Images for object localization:
__________

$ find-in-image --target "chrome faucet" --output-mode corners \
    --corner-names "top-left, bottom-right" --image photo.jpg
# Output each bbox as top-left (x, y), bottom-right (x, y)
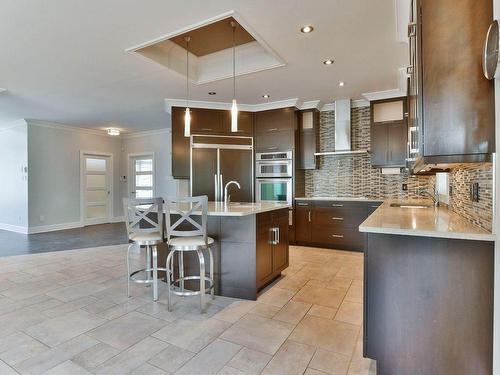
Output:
top-left (224, 181), bottom-right (241, 204)
top-left (417, 188), bottom-right (439, 207)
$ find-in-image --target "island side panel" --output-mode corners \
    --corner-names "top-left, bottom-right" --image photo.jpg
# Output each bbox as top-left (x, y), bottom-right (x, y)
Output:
top-left (364, 233), bottom-right (493, 375)
top-left (219, 214), bottom-right (257, 300)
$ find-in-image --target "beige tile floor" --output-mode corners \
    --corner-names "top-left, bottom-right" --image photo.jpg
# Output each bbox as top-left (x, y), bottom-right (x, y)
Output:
top-left (0, 244), bottom-right (376, 375)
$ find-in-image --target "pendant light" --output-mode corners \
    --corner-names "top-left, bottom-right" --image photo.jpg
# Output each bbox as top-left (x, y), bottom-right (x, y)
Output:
top-left (230, 21), bottom-right (238, 132)
top-left (184, 36), bottom-right (191, 137)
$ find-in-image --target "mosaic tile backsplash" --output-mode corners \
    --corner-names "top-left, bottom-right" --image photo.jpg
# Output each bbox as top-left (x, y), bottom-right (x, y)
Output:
top-left (304, 107), bottom-right (493, 231)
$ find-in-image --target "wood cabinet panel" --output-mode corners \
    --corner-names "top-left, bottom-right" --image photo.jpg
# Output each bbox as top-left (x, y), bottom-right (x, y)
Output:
top-left (365, 233), bottom-right (493, 374)
top-left (272, 210), bottom-right (289, 272)
top-left (255, 108), bottom-right (296, 133)
top-left (221, 110), bottom-right (254, 135)
top-left (295, 203), bottom-right (312, 242)
top-left (172, 107), bottom-right (191, 179)
top-left (255, 129), bottom-right (295, 152)
top-left (256, 212), bottom-right (273, 288)
top-left (421, 0), bottom-right (494, 158)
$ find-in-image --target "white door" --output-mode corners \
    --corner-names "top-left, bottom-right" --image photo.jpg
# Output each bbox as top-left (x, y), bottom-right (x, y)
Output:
top-left (129, 154), bottom-right (154, 199)
top-left (83, 154), bottom-right (111, 225)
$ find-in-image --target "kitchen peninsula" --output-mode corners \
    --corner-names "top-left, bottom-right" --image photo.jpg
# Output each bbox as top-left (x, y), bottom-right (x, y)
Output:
top-left (167, 201), bottom-right (291, 300)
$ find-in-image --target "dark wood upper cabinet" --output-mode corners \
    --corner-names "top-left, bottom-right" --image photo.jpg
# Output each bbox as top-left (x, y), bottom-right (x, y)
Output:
top-left (255, 107), bottom-right (297, 152)
top-left (370, 98), bottom-right (407, 168)
top-left (172, 107), bottom-right (191, 179)
top-left (171, 106), bottom-right (254, 179)
top-left (410, 0), bottom-right (494, 170)
top-left (297, 109), bottom-right (319, 170)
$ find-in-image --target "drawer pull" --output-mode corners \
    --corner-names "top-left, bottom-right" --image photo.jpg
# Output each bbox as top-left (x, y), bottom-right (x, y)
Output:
top-left (267, 128), bottom-right (278, 132)
top-left (371, 205), bottom-right (380, 208)
top-left (331, 204), bottom-right (344, 207)
top-left (331, 234), bottom-right (344, 238)
top-left (332, 217), bottom-right (344, 220)
top-left (200, 128), bottom-right (213, 131)
top-left (297, 203), bottom-right (309, 206)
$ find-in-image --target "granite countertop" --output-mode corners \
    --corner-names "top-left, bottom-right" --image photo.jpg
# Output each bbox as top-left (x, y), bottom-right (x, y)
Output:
top-left (165, 201), bottom-right (291, 217)
top-left (295, 197), bottom-right (384, 203)
top-left (359, 200), bottom-right (495, 241)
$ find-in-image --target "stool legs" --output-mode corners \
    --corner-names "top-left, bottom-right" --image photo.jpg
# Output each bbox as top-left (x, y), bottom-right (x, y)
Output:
top-left (197, 249), bottom-right (205, 312)
top-left (146, 246), bottom-right (151, 283)
top-left (126, 243), bottom-right (134, 298)
top-left (208, 246), bottom-right (215, 300)
top-left (166, 250), bottom-right (174, 311)
top-left (152, 245), bottom-right (158, 301)
top-left (179, 251), bottom-right (184, 292)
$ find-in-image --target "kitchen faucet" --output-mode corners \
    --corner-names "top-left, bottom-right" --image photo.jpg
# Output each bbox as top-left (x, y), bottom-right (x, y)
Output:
top-left (224, 181), bottom-right (241, 204)
top-left (417, 188), bottom-right (439, 207)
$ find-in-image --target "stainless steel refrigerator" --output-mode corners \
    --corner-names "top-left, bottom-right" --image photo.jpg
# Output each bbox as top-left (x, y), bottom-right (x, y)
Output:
top-left (190, 135), bottom-right (254, 202)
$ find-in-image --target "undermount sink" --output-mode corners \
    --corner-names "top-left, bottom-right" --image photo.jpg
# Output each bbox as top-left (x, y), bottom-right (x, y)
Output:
top-left (390, 203), bottom-right (433, 209)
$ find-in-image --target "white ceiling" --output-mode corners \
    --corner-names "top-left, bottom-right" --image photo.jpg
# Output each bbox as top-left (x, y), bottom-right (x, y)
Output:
top-left (0, 0), bottom-right (408, 132)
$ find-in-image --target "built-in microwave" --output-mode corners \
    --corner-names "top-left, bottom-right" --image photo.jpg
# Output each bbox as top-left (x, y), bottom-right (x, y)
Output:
top-left (256, 178), bottom-right (293, 205)
top-left (256, 151), bottom-right (293, 178)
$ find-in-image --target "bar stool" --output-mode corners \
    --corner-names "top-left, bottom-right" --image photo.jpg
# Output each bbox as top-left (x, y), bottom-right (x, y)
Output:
top-left (123, 197), bottom-right (167, 302)
top-left (165, 196), bottom-right (215, 312)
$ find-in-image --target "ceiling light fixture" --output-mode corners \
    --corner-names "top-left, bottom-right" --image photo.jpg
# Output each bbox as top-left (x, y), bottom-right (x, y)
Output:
top-left (208, 92), bottom-right (216, 95)
top-left (300, 25), bottom-right (314, 33)
top-left (230, 21), bottom-right (238, 132)
top-left (323, 59), bottom-right (334, 65)
top-left (262, 94), bottom-right (270, 98)
top-left (339, 81), bottom-right (345, 87)
top-left (107, 128), bottom-right (120, 136)
top-left (184, 36), bottom-right (191, 137)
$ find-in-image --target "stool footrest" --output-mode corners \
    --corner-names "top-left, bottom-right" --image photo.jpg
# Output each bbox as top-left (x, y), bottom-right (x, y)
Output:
top-left (170, 275), bottom-right (214, 297)
top-left (129, 268), bottom-right (170, 285)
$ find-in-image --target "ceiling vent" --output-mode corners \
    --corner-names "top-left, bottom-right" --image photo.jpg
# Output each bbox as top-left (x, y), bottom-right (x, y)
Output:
top-left (126, 12), bottom-right (285, 84)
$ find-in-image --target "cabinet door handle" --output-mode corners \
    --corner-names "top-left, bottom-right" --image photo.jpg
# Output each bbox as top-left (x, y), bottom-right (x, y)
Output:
top-left (406, 66), bottom-right (414, 75)
top-left (331, 204), bottom-right (343, 207)
top-left (200, 128), bottom-right (213, 131)
top-left (308, 211), bottom-right (311, 222)
top-left (332, 217), bottom-right (344, 221)
top-left (267, 128), bottom-right (278, 132)
top-left (408, 22), bottom-right (417, 37)
top-left (275, 227), bottom-right (280, 244)
top-left (331, 234), bottom-right (344, 238)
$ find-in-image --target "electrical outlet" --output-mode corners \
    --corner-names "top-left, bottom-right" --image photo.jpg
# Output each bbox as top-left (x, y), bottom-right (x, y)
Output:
top-left (402, 183), bottom-right (408, 191)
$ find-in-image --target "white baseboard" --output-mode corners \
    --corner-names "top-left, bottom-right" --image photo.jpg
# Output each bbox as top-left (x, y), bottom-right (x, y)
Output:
top-left (28, 221), bottom-right (83, 234)
top-left (0, 223), bottom-right (29, 234)
top-left (1, 218), bottom-right (125, 235)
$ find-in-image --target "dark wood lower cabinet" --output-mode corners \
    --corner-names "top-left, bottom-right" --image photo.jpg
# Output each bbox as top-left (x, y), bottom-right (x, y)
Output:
top-left (256, 208), bottom-right (289, 289)
top-left (295, 200), bottom-right (382, 251)
top-left (364, 233), bottom-right (494, 375)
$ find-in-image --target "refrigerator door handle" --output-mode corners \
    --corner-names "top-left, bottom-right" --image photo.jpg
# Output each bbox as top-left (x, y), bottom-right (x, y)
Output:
top-left (219, 174), bottom-right (223, 202)
top-left (214, 174), bottom-right (219, 202)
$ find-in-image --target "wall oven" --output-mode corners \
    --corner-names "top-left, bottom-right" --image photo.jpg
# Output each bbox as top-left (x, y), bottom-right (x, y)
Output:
top-left (256, 178), bottom-right (293, 205)
top-left (256, 151), bottom-right (293, 178)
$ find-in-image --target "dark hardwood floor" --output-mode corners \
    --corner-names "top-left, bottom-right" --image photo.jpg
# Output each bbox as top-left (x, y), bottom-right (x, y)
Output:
top-left (0, 223), bottom-right (129, 257)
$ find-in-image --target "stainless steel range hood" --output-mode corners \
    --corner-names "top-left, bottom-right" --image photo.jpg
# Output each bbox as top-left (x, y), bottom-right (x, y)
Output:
top-left (314, 99), bottom-right (369, 156)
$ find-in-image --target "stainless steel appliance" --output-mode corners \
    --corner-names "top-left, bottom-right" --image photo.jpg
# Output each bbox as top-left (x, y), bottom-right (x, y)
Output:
top-left (256, 151), bottom-right (293, 178)
top-left (256, 151), bottom-right (293, 205)
top-left (190, 135), bottom-right (254, 202)
top-left (256, 178), bottom-right (293, 205)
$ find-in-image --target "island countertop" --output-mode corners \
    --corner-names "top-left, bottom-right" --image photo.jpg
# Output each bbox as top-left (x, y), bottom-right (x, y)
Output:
top-left (295, 197), bottom-right (384, 202)
top-left (359, 200), bottom-right (495, 241)
top-left (165, 201), bottom-right (291, 217)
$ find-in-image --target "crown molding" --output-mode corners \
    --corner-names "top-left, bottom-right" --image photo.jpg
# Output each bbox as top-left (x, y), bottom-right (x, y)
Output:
top-left (26, 120), bottom-right (113, 137)
top-left (0, 119), bottom-right (28, 132)
top-left (122, 128), bottom-right (171, 139)
top-left (320, 99), bottom-right (369, 112)
top-left (165, 98), bottom-right (300, 113)
top-left (298, 100), bottom-right (323, 110)
top-left (362, 88), bottom-right (406, 102)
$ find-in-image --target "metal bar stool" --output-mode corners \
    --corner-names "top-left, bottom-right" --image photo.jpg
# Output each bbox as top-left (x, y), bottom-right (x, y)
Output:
top-left (123, 197), bottom-right (167, 301)
top-left (165, 196), bottom-right (214, 312)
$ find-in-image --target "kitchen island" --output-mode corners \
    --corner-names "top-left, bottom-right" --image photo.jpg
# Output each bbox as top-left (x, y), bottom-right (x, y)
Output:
top-left (164, 202), bottom-right (291, 300)
top-left (359, 201), bottom-right (494, 375)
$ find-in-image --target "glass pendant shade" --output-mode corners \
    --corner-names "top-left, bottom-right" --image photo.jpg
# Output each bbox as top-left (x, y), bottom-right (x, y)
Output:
top-left (231, 99), bottom-right (238, 132)
top-left (184, 107), bottom-right (191, 137)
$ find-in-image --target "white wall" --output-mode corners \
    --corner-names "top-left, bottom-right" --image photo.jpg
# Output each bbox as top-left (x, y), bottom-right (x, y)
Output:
top-left (27, 122), bottom-right (123, 229)
top-left (121, 129), bottom-right (187, 199)
top-left (0, 120), bottom-right (28, 231)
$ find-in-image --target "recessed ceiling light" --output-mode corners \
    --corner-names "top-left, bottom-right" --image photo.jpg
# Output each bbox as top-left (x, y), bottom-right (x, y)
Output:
top-left (300, 25), bottom-right (314, 33)
top-left (262, 94), bottom-right (270, 98)
top-left (323, 59), bottom-right (334, 65)
top-left (208, 92), bottom-right (216, 95)
top-left (339, 81), bottom-right (345, 87)
top-left (106, 128), bottom-right (120, 136)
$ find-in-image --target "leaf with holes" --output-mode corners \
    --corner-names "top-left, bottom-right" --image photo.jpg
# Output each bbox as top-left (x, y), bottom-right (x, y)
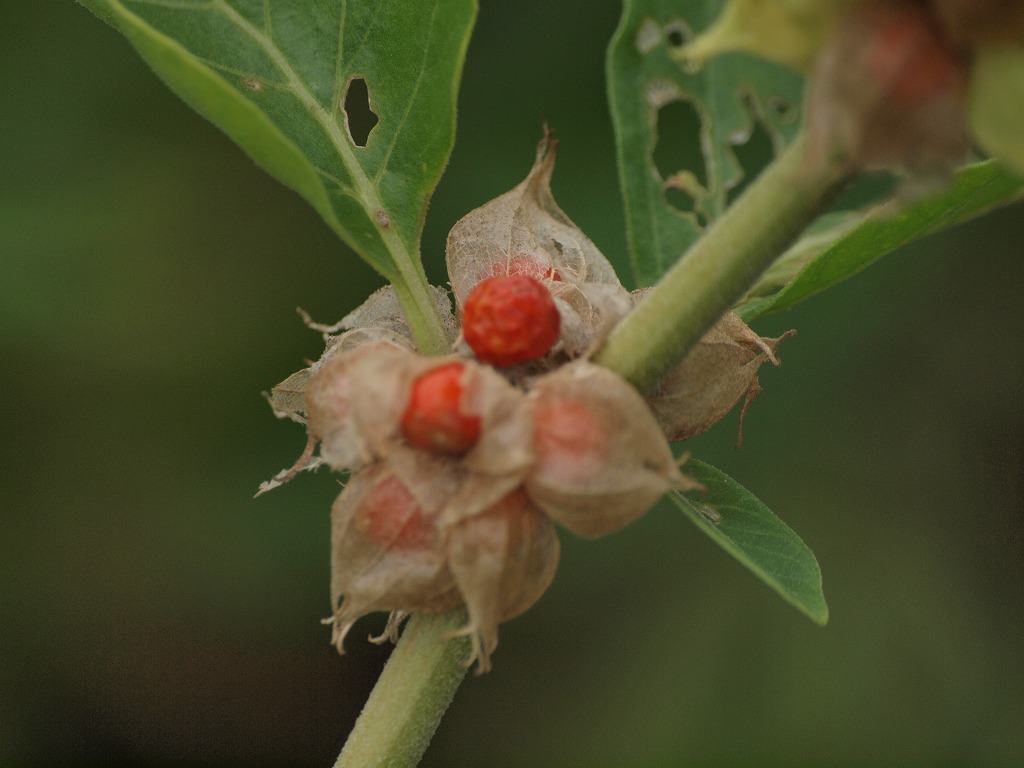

__________

PROBLEM DESCRIPTION: Please give the number of lines above that contain the string "wall", and nothing more.

YOUR SOLUTION: 2